**Belge bölümü:**

EKONOMİDE SON DURUM | Ekonomi Nereye Gidiyor? - Doç. Dr. Yusuf Dinç
YUSUF DİNÇ 30 kasım
Enflasyonla ilgili beklentileriniz
nelerdir?
Bugün deneyimlediğimiz enflasyon
2008’den bu yana süre gelen bir konjonktürün sonucu olarak görülmelidir.
Küresel finans krizi ve Covid-19 pandemisiyle ilişkilenen bu dönemde ertelen
talebin yükselmeye başlaması, azalan girdi maliyetlerinin yeniden yukarı yön
alması ve daha da önemlisi parasal genişlemelerin ve kurtarma paketlerinin
neden olduğu aşındırmanın toplam etkisi güçlü ve kronik hissi veren bir
enflasyon oluşmasına neden oldu. Yani hem talebin güçlenmesi hem arzın daralıp
üretim maliyetlerinin artması hem de piyasalarda yaratılan para fazlasının üçlü
bir etkisi olduğunu değerlendiriyorum. Bu trendin bir süre daha güçlenerek
devam etmesini beklemek durumundayız.

**Gösterilen veriler:**
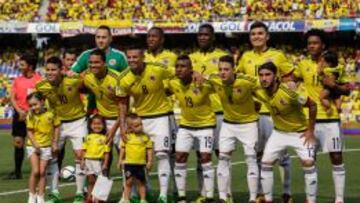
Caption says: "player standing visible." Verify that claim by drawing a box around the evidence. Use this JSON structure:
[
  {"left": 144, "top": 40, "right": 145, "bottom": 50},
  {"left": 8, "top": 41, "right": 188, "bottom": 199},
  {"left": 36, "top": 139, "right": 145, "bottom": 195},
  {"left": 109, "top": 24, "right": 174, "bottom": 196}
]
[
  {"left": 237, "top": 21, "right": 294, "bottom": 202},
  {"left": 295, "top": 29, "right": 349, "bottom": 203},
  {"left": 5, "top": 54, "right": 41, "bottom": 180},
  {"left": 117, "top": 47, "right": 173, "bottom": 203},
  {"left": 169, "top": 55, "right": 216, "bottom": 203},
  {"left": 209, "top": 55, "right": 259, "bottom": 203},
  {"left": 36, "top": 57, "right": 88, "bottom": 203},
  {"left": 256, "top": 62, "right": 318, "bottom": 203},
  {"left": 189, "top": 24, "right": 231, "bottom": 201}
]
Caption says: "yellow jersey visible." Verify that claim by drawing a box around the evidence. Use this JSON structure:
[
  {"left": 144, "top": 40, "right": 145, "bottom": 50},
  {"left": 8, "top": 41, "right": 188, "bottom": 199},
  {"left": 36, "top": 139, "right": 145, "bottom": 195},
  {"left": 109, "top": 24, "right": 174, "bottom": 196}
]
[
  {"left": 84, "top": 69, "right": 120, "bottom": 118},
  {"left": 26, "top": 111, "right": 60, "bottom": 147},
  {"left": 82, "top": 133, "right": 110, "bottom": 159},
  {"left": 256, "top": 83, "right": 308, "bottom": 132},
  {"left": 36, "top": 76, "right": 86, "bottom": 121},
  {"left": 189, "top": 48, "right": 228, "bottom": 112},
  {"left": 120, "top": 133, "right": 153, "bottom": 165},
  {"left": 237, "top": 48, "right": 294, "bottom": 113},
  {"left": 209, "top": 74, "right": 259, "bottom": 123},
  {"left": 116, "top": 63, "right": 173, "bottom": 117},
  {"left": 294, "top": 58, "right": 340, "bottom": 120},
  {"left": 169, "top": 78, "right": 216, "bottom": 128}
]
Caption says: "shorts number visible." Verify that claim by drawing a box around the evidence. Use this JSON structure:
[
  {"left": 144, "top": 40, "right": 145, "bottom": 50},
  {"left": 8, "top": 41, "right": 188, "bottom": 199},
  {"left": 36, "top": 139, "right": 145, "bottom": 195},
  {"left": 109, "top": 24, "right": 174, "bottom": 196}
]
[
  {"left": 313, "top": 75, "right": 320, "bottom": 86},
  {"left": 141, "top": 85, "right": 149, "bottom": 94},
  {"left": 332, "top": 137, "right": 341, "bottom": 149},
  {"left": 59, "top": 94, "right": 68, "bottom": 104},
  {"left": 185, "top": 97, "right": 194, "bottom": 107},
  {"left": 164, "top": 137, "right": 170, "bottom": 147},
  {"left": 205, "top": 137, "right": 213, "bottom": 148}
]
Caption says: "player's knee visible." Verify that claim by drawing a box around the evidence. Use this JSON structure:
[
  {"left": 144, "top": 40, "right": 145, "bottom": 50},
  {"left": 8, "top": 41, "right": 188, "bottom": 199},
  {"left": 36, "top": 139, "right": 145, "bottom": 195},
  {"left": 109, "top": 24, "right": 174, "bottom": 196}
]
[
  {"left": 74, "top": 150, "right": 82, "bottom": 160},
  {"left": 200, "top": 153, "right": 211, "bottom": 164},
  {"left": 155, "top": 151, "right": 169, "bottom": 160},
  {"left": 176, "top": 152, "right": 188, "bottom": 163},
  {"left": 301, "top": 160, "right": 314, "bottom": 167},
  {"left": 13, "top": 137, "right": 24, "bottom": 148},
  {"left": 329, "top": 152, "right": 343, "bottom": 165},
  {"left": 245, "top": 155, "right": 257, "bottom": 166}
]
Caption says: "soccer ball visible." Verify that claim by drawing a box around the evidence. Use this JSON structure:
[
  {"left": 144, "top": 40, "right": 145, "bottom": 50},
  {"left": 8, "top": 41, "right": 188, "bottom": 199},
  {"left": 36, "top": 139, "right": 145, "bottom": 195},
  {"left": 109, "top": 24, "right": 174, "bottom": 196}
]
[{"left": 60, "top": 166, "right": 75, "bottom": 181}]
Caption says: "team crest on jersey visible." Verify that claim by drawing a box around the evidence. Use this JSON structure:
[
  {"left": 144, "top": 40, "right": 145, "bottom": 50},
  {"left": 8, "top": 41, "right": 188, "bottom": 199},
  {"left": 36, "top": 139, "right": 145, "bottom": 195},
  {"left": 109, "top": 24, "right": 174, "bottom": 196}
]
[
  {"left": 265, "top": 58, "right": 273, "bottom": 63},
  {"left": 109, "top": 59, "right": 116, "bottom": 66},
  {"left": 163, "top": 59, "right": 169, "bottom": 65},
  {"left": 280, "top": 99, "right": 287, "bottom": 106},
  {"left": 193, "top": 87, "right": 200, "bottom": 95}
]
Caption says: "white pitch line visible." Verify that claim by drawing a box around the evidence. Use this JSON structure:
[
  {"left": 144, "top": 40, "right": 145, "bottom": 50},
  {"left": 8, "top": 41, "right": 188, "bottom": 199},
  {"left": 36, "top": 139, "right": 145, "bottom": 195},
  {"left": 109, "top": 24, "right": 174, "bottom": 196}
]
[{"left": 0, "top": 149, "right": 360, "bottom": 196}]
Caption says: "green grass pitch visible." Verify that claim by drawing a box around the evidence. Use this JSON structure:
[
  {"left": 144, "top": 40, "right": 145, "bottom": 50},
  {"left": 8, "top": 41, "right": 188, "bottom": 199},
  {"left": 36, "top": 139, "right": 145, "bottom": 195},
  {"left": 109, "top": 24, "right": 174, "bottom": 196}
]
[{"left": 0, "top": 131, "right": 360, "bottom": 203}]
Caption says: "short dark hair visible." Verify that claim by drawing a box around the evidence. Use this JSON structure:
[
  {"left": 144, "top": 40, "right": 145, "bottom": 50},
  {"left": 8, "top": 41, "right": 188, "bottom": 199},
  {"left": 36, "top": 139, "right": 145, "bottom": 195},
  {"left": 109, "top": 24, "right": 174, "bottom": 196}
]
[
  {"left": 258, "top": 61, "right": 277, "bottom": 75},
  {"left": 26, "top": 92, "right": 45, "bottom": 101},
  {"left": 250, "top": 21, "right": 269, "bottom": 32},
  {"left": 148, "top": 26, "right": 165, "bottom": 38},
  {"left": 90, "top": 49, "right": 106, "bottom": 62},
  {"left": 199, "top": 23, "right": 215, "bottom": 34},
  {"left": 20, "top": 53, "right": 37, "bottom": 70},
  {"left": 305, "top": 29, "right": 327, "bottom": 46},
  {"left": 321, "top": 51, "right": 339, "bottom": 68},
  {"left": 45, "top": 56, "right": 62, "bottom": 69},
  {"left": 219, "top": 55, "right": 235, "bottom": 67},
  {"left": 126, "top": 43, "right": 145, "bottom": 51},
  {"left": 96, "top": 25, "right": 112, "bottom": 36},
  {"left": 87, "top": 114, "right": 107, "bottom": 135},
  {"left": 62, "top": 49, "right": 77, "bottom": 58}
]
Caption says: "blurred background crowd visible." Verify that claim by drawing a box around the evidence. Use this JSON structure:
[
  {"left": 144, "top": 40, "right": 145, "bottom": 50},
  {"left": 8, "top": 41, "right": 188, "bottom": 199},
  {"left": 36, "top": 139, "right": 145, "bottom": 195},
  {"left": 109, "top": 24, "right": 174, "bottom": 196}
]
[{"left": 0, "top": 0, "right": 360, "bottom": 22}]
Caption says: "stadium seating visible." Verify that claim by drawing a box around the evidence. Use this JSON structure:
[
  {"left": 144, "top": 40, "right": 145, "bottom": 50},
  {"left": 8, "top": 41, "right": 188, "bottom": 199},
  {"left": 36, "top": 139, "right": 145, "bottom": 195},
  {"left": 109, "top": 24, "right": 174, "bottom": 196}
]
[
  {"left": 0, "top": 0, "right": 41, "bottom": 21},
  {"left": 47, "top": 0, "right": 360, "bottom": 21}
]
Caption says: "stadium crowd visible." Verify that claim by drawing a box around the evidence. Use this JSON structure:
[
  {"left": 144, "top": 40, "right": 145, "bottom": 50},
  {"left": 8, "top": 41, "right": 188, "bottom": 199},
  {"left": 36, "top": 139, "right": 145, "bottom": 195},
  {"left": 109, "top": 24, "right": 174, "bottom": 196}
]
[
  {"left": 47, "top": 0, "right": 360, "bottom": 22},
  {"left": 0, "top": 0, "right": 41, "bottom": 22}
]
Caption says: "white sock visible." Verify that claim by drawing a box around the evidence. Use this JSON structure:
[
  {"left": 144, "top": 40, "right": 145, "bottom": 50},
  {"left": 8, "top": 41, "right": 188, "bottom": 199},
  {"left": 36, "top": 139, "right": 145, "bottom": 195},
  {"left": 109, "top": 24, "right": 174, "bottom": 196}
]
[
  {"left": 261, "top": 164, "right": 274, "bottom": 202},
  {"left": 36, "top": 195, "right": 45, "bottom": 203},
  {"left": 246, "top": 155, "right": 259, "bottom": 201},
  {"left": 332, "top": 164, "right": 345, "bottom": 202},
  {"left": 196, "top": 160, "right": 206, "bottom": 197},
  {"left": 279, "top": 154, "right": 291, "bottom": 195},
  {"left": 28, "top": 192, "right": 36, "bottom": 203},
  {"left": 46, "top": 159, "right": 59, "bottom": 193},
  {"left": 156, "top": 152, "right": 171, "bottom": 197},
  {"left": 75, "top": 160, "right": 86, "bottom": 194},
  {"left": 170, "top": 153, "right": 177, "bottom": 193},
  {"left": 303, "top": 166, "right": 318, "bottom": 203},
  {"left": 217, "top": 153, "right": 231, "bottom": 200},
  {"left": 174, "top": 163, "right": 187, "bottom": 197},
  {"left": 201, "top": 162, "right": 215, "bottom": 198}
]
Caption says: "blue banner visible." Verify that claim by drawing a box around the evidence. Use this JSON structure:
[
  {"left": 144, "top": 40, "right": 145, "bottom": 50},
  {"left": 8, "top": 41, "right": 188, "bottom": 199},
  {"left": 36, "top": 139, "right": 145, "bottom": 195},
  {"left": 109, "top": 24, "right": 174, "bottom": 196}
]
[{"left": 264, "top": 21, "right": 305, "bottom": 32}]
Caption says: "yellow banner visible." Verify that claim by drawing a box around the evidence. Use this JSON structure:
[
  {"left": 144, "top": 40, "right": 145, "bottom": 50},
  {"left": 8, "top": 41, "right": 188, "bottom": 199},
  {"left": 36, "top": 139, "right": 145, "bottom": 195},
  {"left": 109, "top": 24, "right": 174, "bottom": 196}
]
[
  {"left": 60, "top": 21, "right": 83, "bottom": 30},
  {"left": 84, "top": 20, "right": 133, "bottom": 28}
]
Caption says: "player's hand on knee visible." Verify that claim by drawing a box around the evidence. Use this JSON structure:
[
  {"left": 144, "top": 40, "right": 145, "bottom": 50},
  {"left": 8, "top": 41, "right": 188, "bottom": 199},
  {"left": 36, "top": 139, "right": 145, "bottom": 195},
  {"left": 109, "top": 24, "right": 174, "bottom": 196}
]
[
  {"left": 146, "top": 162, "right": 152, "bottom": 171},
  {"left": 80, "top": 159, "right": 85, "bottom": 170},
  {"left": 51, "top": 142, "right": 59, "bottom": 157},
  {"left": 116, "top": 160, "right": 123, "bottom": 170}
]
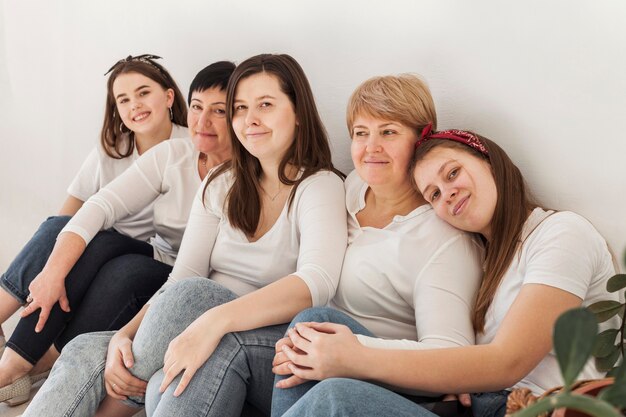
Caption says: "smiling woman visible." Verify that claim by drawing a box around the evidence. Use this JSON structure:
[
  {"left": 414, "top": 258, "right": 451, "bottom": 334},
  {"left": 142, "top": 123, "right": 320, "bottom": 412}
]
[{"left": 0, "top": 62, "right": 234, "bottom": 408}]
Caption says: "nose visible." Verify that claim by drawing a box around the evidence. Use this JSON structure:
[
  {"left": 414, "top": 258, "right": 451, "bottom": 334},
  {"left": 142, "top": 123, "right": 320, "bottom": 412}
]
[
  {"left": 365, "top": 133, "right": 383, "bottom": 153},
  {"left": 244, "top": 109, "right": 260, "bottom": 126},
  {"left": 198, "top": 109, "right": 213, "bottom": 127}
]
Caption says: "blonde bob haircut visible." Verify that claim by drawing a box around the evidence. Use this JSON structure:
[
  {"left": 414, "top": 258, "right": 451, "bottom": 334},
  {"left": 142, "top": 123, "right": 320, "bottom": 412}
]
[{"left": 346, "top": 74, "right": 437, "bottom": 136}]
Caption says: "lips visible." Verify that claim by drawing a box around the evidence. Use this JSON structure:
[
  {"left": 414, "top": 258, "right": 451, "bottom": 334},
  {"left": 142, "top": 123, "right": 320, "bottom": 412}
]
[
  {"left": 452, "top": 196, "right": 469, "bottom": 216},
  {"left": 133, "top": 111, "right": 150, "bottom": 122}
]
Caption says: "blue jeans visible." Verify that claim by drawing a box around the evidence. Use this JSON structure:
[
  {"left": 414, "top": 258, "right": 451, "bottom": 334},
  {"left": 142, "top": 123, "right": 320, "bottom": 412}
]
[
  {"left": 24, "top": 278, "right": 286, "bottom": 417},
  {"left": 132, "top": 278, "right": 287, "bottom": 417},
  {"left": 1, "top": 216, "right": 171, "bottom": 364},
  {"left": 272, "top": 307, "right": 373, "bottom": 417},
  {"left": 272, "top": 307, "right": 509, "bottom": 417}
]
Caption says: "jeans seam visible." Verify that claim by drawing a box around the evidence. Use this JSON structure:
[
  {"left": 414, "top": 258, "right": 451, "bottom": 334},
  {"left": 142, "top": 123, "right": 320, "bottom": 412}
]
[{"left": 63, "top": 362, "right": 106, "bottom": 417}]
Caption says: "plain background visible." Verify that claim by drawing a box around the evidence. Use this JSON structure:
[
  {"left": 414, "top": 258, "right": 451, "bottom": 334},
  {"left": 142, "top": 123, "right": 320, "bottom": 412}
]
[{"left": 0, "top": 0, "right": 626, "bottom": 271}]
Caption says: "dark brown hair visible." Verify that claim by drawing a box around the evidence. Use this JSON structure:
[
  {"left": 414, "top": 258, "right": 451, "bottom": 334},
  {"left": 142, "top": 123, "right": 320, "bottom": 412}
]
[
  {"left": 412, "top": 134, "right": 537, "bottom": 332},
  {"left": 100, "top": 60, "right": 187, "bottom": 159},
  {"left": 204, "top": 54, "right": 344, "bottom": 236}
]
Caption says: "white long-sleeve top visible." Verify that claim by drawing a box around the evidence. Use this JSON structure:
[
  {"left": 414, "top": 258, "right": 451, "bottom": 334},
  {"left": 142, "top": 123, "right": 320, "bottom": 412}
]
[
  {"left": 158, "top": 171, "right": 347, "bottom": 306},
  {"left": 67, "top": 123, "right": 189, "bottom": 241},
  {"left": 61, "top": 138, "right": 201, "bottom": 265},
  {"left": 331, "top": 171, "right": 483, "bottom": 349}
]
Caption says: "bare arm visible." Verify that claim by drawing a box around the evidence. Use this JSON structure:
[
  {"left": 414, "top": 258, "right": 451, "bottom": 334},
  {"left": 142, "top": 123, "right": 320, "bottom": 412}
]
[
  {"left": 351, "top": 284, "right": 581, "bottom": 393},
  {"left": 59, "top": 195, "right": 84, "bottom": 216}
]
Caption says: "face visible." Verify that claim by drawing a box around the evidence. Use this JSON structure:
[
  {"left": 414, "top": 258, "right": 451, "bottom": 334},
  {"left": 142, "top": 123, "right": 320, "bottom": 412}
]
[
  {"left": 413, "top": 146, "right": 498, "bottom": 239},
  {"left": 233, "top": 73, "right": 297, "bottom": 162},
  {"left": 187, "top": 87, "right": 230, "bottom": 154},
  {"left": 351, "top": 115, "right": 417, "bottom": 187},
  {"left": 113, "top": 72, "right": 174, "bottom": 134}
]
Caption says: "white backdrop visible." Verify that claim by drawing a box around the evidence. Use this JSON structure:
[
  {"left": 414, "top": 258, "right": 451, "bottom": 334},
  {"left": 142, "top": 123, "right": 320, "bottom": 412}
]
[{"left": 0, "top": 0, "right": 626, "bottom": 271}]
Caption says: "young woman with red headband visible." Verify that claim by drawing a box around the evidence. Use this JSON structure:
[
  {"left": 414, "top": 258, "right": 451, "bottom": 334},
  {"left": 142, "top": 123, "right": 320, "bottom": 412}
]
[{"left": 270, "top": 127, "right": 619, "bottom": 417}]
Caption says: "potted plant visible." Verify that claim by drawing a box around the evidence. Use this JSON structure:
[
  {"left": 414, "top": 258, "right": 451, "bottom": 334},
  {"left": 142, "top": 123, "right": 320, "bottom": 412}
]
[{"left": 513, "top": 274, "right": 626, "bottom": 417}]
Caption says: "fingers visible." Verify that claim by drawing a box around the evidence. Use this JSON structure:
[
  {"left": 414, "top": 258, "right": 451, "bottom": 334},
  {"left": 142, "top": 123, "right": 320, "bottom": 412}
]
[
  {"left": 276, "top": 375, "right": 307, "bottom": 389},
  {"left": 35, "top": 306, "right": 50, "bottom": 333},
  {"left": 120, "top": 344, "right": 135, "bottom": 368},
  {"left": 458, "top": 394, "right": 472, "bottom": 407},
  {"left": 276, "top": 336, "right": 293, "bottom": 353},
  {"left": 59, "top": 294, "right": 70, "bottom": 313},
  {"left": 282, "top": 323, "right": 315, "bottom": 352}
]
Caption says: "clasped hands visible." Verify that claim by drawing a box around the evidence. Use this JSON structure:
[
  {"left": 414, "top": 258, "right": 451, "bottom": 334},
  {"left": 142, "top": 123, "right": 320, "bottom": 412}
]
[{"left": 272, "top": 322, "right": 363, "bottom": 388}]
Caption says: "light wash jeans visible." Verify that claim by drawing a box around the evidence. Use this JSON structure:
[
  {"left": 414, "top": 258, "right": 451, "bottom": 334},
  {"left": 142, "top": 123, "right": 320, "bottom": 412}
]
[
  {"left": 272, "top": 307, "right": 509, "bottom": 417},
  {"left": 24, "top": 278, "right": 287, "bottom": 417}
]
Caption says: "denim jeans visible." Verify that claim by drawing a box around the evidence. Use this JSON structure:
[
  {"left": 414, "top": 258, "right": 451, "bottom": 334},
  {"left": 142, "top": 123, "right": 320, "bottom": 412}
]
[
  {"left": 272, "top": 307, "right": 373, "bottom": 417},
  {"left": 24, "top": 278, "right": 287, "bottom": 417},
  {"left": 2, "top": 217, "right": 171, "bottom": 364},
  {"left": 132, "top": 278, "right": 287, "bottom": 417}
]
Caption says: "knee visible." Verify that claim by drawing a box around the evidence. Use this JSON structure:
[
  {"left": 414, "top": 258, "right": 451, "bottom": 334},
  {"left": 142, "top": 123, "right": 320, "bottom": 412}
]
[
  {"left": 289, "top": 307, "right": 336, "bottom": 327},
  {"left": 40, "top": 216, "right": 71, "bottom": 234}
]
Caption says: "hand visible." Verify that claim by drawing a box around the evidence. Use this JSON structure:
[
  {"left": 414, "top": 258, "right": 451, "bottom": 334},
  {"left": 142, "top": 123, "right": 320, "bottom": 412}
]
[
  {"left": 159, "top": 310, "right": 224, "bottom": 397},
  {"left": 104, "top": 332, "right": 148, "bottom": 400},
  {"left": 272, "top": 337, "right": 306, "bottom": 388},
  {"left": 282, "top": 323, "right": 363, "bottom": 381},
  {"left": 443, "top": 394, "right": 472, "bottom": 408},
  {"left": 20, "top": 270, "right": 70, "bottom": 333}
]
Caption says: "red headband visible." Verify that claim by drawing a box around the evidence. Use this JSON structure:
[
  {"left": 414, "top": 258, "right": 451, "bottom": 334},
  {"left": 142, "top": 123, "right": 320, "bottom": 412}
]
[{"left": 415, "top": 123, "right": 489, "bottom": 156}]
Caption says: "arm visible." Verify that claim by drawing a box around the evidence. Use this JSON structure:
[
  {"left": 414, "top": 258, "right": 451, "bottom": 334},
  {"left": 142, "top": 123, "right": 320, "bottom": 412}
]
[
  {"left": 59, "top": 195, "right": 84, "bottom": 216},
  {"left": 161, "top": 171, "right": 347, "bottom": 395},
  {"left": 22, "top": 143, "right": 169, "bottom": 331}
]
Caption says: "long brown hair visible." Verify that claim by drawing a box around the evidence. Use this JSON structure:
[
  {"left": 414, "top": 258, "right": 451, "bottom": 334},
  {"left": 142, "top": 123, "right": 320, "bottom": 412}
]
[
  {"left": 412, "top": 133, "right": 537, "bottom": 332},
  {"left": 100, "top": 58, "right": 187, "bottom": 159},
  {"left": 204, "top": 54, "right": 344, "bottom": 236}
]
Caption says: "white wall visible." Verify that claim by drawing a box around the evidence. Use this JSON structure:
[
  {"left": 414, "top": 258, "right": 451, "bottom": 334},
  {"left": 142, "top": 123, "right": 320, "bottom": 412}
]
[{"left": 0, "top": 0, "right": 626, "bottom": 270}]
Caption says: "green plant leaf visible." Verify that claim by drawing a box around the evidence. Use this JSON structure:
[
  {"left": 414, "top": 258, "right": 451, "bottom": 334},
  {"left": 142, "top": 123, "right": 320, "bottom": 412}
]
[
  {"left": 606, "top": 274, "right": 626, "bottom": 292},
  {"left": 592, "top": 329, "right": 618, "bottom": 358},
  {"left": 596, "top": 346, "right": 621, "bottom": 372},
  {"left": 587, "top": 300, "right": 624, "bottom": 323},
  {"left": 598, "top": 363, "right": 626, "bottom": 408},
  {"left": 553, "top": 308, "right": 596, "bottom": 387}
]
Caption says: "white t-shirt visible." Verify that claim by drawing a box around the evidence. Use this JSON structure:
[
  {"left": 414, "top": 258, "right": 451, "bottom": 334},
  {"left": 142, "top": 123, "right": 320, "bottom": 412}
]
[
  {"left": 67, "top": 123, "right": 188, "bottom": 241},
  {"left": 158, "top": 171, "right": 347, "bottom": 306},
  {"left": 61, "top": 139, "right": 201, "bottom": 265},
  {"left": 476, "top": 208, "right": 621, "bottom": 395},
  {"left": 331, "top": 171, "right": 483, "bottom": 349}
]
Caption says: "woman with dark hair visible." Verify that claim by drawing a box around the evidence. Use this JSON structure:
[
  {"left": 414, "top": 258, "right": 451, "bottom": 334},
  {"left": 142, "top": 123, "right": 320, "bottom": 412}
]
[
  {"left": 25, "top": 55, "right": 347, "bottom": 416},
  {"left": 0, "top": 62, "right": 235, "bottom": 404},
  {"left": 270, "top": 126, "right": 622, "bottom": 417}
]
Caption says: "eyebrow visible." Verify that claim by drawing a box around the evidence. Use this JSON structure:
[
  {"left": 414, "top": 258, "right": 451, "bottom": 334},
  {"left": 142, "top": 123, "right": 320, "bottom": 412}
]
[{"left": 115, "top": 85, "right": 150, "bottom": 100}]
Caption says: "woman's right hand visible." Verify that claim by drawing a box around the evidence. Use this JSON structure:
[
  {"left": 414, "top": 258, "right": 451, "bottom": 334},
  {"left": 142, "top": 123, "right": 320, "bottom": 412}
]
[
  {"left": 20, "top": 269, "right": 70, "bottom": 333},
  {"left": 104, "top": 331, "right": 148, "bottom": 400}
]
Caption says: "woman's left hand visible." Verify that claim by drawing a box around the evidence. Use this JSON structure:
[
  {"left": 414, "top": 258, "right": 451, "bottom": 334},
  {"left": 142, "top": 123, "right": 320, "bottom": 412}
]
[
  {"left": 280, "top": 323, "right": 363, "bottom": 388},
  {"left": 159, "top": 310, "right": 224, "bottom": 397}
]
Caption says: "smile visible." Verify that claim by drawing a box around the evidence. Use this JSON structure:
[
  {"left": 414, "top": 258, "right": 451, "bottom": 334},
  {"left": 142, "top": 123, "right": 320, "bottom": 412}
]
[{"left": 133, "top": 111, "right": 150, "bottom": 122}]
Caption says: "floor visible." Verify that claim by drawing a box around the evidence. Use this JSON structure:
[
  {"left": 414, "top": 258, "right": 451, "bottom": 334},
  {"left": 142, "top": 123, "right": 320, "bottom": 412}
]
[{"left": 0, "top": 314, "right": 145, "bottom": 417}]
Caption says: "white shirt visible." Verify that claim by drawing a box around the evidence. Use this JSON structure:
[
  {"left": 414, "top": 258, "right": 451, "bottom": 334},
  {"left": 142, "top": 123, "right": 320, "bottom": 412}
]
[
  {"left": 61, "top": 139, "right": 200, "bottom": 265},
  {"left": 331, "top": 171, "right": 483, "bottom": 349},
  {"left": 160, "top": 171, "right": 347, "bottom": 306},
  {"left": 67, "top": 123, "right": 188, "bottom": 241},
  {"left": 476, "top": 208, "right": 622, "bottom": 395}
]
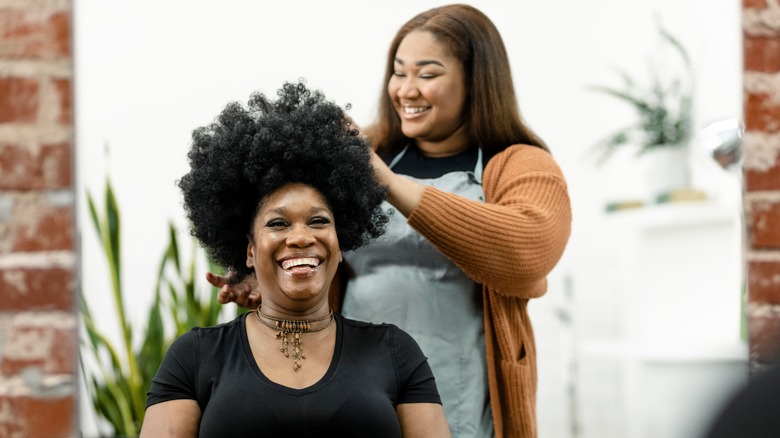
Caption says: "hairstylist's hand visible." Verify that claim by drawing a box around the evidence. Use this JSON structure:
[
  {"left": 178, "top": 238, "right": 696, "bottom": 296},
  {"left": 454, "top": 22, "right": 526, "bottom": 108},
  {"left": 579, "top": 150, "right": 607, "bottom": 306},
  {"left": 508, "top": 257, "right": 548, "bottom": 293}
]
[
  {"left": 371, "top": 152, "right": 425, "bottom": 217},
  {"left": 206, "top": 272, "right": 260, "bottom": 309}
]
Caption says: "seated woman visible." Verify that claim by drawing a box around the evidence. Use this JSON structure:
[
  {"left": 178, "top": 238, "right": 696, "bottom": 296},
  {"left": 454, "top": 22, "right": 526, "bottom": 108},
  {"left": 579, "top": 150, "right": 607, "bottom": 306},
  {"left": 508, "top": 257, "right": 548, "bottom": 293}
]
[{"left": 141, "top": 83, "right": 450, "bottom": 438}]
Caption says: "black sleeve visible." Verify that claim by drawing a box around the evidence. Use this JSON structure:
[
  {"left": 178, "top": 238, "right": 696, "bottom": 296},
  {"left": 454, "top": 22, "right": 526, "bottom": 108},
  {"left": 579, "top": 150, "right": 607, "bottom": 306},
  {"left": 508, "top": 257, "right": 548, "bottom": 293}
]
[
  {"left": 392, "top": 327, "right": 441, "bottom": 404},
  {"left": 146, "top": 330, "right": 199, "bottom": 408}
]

**Çalışma konuları:**
1 - Enflasyon söyleşisinin "Bugün deneyimlediğimiz enflasyon" sözcüklerini içeren ifadeyle açılıp "etmesini beklemek durumundayız." ile kapanan bölümünü harfi harfine yazıya geçirin.
2 - Enflasyon söyleşisini iki cümlede özetleyin.
3 - Enflasyon söyleşisini kaldığı yerden sürdürün.

**Alıştırma yanıtları:**
1 -
Bugün deneyimlediğimiz enflasyon
2008’den bu yana süre gelen bir konjonktürün sonucu olarak görülmelidir.
Küresel finans krizi ve Covid-19 pandemisiyle ilişkilenen bu dönemde ertelen
talebin yükselmeye başlaması, azalan girdi maliyetlerinin yeniden yukarı yön
alması ve daha da önemlisi parasal genişlemelerin ve kurtarma paketlerinin
neden olduğu aşındırmanın toplam etkisi güçlü ve kronik hissi veren bir
enflasyon oluşmasına neden oldu. Yani hem talebin güçlenmesi hem arzın daralıp
üretim maliyetlerinin artması hem de piyasalarda yaratılan para fazlasının üçlü
bir etkisi olduğunu değerlendiriyorum. Bu trendin bir süre daha güçlenerek
devam etmesini beklemek durumundayız.

2 - Bugünkü enflasyon, 2008'den bu yana süren ve küresel finans krizi ile Covid-19 pandemisiyle ilişkilenen bir konjonktürün sonucudur. Bu dönemde ertelenen talebin yükselmesi, girdi maliyetlerinin yeniden artması ve parasal genişlemelerle kurtarma paketlerinin yol açtığı aşındırma, güçlü ve kronik hissi veren bir enflasyon doğurmuştur; Dinç bu trendin bir süre daha güçlenerek sürmesini beklemektedir.

3 -
Türkiye için de durum aynı mı?
Türkiye’de süreç biraz şiddetli
yaşanıyor. Adeta dünyanın ürettiği para fazlasının ilk faturası Türkiye’ye
çıkıyor denebilir. Üstelik neredeyse tüm dünya kriz ve pandemi dönemleri olmak
üzere iki defa parasal genişlemeye gittiği halde Türkiye sadece bir defa o da
pandemi döneminde gitmişken enflasyonun bu denli şiddetli hissedilmesi dış
konjonktürle iç konjonktürün birleşmesinden kaynaklanıyor. Bu etki diğer
ekonomileri de dolaşmaya başlayacaktır. Dünya ekonomisi daha kırılgan bir hale
gelecek denebilir. Türkiye’de bir süre daha yüksek enflasyonun etkisi altında
kalacaktır.
Türkiye ekonomisindeki sıkışmanın
küresel iktisadi sistemdeki karşılığı nedir?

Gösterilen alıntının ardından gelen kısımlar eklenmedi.